#### [What is being asked]
The answer is the line that contains "det: lamp crown finial" followed by every later line of the entries below, each repeated exactly, and nothing else.

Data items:
....................
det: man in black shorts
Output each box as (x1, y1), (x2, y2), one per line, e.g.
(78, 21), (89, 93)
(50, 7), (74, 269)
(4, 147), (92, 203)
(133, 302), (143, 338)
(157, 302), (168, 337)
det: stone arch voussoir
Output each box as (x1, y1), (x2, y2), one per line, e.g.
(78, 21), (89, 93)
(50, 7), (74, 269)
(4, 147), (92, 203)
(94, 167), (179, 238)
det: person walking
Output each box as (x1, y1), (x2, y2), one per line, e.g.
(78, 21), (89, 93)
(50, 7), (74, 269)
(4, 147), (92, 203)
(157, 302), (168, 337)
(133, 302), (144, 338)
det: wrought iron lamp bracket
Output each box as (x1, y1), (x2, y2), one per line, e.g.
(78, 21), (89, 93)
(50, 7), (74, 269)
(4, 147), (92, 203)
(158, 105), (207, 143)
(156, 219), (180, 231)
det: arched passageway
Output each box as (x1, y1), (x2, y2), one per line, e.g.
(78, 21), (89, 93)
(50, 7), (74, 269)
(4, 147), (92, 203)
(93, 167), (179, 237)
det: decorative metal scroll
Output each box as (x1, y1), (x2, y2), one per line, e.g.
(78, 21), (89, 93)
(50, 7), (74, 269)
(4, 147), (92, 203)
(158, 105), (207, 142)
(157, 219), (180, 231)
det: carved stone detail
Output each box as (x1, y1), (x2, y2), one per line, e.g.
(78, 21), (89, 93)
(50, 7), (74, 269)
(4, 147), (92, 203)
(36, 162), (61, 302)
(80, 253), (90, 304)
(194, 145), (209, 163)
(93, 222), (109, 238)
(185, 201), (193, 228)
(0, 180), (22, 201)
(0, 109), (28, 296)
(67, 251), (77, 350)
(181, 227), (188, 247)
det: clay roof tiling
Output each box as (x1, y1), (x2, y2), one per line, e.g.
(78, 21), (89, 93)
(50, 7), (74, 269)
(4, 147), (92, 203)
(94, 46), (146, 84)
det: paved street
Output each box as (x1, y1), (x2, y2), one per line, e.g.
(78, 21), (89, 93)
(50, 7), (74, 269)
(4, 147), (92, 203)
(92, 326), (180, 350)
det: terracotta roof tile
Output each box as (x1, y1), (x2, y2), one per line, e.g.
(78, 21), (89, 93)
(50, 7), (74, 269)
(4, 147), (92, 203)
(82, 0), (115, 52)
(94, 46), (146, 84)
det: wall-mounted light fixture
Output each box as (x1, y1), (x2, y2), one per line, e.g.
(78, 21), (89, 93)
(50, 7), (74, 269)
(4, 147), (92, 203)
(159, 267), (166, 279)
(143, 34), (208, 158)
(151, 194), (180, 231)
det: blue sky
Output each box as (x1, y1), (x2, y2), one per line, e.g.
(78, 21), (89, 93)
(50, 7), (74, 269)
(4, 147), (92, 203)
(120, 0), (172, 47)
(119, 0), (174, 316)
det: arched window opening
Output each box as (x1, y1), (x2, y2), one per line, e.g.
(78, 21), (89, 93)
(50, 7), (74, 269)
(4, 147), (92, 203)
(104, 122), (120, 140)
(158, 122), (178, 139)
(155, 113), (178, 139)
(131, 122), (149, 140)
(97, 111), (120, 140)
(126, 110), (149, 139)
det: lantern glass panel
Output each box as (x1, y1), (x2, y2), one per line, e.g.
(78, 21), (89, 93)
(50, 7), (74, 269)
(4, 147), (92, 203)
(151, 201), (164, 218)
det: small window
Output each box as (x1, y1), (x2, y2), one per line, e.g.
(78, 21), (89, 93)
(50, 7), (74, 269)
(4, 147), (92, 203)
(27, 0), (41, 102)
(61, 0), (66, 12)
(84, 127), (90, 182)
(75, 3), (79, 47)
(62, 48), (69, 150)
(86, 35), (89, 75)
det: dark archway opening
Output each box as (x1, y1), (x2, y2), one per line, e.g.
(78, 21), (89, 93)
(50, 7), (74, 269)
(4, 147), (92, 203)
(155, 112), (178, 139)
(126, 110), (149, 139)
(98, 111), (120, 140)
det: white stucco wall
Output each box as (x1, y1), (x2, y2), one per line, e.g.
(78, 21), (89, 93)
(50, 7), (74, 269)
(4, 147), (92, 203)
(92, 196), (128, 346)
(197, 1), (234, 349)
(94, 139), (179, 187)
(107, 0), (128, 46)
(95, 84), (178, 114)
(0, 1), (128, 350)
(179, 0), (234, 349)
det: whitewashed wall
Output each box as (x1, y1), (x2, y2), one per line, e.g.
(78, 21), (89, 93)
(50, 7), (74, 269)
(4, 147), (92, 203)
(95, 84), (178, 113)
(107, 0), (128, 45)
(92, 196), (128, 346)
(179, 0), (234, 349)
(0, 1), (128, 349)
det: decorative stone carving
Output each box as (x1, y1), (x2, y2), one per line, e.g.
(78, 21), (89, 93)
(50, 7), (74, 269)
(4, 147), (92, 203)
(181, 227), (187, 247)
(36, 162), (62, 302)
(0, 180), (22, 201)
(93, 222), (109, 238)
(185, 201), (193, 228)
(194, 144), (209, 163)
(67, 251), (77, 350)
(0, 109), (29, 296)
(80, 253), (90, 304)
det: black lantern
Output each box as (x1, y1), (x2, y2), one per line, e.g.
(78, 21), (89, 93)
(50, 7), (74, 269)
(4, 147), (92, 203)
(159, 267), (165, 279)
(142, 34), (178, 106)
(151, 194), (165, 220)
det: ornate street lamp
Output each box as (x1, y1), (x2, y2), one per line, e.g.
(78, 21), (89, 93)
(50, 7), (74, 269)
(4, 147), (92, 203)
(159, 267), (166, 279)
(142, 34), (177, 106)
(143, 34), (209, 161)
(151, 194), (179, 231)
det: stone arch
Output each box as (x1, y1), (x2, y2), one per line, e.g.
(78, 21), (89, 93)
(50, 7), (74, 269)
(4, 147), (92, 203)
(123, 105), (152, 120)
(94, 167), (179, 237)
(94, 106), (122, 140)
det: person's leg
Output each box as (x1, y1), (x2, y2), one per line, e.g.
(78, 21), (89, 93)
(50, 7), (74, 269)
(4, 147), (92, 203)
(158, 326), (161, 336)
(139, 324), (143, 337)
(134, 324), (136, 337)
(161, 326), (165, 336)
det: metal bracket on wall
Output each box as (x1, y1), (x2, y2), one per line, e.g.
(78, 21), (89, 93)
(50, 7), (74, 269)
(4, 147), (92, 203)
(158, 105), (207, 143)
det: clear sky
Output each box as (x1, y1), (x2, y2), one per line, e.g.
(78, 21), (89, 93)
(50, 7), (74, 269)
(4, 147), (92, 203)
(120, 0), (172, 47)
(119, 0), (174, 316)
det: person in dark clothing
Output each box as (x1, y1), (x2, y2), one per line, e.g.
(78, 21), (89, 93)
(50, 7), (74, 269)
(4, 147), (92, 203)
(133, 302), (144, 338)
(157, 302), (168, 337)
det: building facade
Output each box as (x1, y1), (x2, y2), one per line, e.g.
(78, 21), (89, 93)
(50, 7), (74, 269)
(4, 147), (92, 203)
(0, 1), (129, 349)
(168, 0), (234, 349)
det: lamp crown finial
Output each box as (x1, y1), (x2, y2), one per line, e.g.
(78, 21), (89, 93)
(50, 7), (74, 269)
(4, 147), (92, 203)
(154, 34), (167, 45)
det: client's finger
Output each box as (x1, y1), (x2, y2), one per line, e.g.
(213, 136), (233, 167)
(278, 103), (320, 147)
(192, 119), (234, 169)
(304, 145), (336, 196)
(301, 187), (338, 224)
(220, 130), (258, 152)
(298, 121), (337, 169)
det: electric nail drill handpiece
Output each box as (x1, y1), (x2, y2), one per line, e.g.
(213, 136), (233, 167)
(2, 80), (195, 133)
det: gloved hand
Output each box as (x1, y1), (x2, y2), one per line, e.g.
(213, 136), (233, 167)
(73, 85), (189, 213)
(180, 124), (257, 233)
....................
#### [Output of the task]
det: lamp crown finial
Output each box as (x1, y1), (x2, y2), one per line, e.g.
(78, 21), (89, 93)
(50, 7), (74, 269)
(4, 147), (92, 203)
(154, 34), (167, 45)
det: client's finger
Output each box as (x1, y1), (x2, y2), one per line, e.g.
(213, 136), (233, 167)
(278, 103), (320, 147)
(192, 119), (234, 169)
(304, 145), (336, 196)
(301, 187), (338, 224)
(220, 130), (258, 152)
(298, 121), (337, 169)
det: electric nail drill handpiece
Output each box as (x1, y1), (x2, y2), one per line, e.g.
(213, 136), (233, 167)
(2, 80), (195, 133)
det: gloved hand
Output each box as (x1, y1), (x2, y2), one per line, e.g.
(213, 136), (233, 167)
(73, 85), (189, 213)
(180, 124), (257, 233)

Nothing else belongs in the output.